● Aim
Reproduce the material below verbatim, line for line, keeping every character, coordinate, and line break unchanged.

***** Dataset records

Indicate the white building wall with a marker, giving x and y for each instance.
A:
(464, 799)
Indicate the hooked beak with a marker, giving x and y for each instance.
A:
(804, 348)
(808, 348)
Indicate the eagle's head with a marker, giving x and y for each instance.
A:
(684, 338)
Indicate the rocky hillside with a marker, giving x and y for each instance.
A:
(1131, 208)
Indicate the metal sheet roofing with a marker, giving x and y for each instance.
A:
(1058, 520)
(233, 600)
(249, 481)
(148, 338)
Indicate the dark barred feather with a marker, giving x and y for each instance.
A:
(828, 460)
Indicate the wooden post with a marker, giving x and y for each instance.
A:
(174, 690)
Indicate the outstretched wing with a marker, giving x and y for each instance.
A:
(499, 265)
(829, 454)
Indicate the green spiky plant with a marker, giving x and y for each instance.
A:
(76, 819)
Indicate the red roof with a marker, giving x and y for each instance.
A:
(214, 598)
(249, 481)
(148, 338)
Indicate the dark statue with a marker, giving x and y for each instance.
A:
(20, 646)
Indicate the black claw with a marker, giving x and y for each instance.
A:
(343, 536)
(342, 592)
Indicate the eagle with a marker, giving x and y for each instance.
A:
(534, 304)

**********

● Expected answer
Indicate the white building wall with a marker, giving x and y for each instance.
A:
(464, 799)
Indicate the hooked beak with a marker, giving x and y for each instance.
A:
(804, 348)
(808, 348)
Indicate the eagle's head with a marker, giving x and y for each instance.
A:
(684, 338)
Indicate the rocky hillside with a marker, giving x and y for each instance.
A:
(1131, 208)
Indicate the metal sheet roofing with a marker, giving x and y for each instance.
A:
(1058, 520)
(233, 600)
(249, 481)
(148, 338)
Indicate the dark barred feather with a marker, giving x and y for each instance.
A:
(828, 460)
Indicate the wooden post with a marker, giving x and y for each instance.
A:
(174, 690)
Indicate the outstretched wing with a marker, giving x and y for each instance.
A:
(499, 265)
(829, 454)
Indicate the green spiky plant with a marker, giving x and y for each instance.
A:
(76, 819)
Indicate the red roof with a marker, giving x and y for each instance.
A:
(214, 598)
(249, 481)
(148, 338)
Indicate the dark statue with a marker, giving x and y for each instance.
A:
(20, 646)
Indicate the black claw with a marker, giving x and y for each instance.
A:
(343, 536)
(342, 592)
Indicate the eagle with a marker, giving x and y for each instance.
A:
(534, 304)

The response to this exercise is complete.